▶ _TEXT SECTION_
[Start of Attachment]
Kirk was led back into the small holding cell adjacent to the courtroom. He didn’t think the closing arguments had gone well, but he still believed that the truth would win out. He couldn’t allow himself to think otherwise.
WHILE THE JURY deliberated, Thomas Hamilton paced the hallway outside the courtroom, wondering what the verdict would be. He held a crucifix in his hand.
When Kirk had been taken back to the holding cell, another prisoner was sitting there, a black man with a yellow scarf wrapped over his head. He was muscular with tattoos going up each arm and showed a gold tooth when he opened his mouth. There were scars on his cheek and neck. The man had a brown paper lunch bag and sat eating a sandwich and an orange. When he finished he crumpled up the bag and left it in a corner. They sat in silence for over two hours. Finally the man spoke. “I’ve heard about your case from the guards,” he said. He spoke slowly, deliberately, and stared at Kirk strangely, like he had foreknowledge, like he was a soothsayer. “Don’t worry,” he went on. “I know you are going to be all right.” He smiled and his gold tooth flashed. “Don’t worry, man,” he said. “I’m telling you . . .”
It was at that moment that the guards came to retrieve Kirk. The jury had reached a verdict, they told him. After only two and a half hours. Kirk turned his head to look back at the man as the guards took him out.
The courtroom, as Kirk entered it through a side door, was even more crowded than before. Every seat was taken and people stood lining the walls on either side of the benches. Kirk couldn’t spot his father or mother. He didn’t know that Jeanette couldn’t bear any more. After the rebuttal argument of Lazzaro, with tears streaming down her face, she’d said to Curtis, “Can you take me home, now? Can I please go home now?” Kirk was totally alone.
Judge Hinkel was already on the bench. He called for the jury.
The jurors entered in single file, heads down, somber, and not one looked at Kirk as they took their assigned seats. Kirk knew then what was about to happen. The white-haired foreman stood up. Judge Hinkel asked him if the jury had reached a unanimous verdict and the foreman nodded his head indicating that they had. “Will the defendant please stand,” Hinkel said, but Kirk was already standing. “Take the verdict,” Hinkel ordered to his clerk.
“How do you find as to the charge against Kirk Bloodsworth for the first-degree murder of Dawn Hamilton?” the clerk asked.
The foreman did not hesitate. “Guilty as to the charge of first-degree murder! Guilty!” he repeated, though his words were nearly drowned out. The crowd in the courtroom erupted with cheering and screaming. People were yelling, “Thank God, thank God!” One man in the back hollered, “Give him the gas!” Judge Hinkel banged his wooden gavel trying to restore order. He slammed it down again and again and then the gavel broke. Kirk’s vision began to tunnel in on itself. He saw the gavel handle land on the floor but then saw mostly darkness. He felt like he was looking through the wrong end of a telescope. He could hardly breathe. He held on to the rail for support. He heard the word “guilty” to the charge of rape. The cheering went on. Another call for the gas chamber. He fell to his knees. He was an innocent man, an innocent man . . . and they were cheering.
[End of Attachment]
▶ _PROVIDED INFORMATION_
[Start of Attachment]
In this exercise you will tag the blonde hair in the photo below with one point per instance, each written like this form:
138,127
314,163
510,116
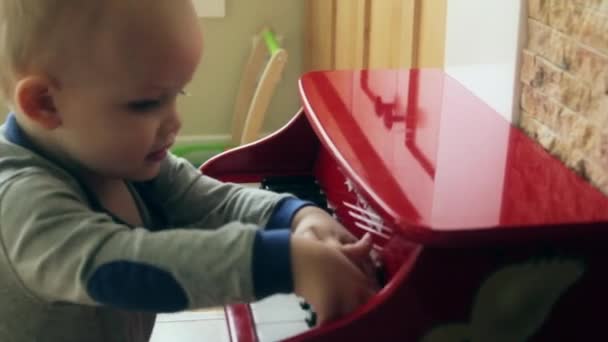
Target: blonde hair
30,35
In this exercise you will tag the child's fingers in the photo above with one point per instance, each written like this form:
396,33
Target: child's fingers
359,254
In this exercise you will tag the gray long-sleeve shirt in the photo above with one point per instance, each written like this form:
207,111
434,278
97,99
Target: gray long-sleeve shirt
70,271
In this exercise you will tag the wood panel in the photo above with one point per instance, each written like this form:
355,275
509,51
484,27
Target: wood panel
353,34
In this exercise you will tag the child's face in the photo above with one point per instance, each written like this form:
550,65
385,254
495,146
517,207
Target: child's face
118,108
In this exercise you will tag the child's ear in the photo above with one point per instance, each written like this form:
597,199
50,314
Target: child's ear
33,96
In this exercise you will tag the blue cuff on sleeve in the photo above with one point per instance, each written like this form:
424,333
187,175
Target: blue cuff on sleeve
285,211
272,263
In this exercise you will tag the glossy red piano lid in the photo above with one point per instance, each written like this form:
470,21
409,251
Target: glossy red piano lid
435,158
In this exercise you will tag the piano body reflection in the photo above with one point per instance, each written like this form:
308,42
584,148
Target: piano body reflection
483,236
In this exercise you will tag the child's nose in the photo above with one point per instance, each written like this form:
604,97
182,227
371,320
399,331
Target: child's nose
173,123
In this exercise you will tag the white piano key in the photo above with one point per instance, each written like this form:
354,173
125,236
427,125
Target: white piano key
273,332
209,314
278,308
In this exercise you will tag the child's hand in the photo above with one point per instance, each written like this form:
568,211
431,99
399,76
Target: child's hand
327,279
316,224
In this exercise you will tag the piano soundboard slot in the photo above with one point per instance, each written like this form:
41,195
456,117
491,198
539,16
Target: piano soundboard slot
371,218
371,231
381,229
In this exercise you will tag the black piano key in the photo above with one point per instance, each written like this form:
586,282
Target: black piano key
304,305
311,320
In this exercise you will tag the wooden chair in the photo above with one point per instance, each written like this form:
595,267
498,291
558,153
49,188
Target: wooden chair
262,74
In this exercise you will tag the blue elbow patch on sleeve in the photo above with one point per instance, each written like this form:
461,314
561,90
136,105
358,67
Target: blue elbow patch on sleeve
285,211
136,286
272,263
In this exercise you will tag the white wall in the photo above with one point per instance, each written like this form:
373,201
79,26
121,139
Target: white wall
483,40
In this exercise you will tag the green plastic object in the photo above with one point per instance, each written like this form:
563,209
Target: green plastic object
271,41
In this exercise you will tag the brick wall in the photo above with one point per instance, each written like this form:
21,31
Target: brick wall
565,83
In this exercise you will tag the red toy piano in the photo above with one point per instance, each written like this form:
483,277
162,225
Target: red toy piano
482,235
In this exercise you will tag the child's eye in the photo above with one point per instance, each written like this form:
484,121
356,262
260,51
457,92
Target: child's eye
143,106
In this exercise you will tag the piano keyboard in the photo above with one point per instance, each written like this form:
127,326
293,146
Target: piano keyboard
279,317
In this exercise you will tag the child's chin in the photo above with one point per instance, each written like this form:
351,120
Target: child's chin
146,174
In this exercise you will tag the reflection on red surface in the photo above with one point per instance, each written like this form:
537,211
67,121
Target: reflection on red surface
459,167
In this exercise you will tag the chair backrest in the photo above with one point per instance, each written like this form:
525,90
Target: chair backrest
267,61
[End of Attachment]
▶ _ACTIVITY 1_
From the verdict excerpt:
(a) How long did the jury deliberate before reaching a verdict?
(b) What did the other prisoner in the holding cell have wrapped over his head?
(c) What broke while Judge Hinkel was trying to restore order?
▶ _ACTIVITY 2_
Write out the verdict excerpt between "It was at that" and "was totally alone.", inclusive, substituting "back door" for "side door".
The rows have no part in this.

▶ _FINAL ANSWER 1_
(a) Two and a half hours.
(b) A yellow scarf.
(c) His wooden gavel.

▶ _FINAL ANSWER 2_
It was at that moment that the guards came to retrieve Kirk. The jury had reached a verdict, they told him. After only two and a half hours. Kirk turned his head to look back at the man as the guards took him out.
The courtroom, as Kirk entered it through a back door, was even more crowded than before. Every seat was taken and people stood lining the walls on either side of the benches. Kirk couldn’t spot his father or mother. He didn’t know that Jeanette couldn’t bear any more. After the rebuttal argument of Lazzaro, with tears streaming down her face, she’d said to Curtis, “Can you take me home, now? Can I please go home now?” Kirk was totally alone.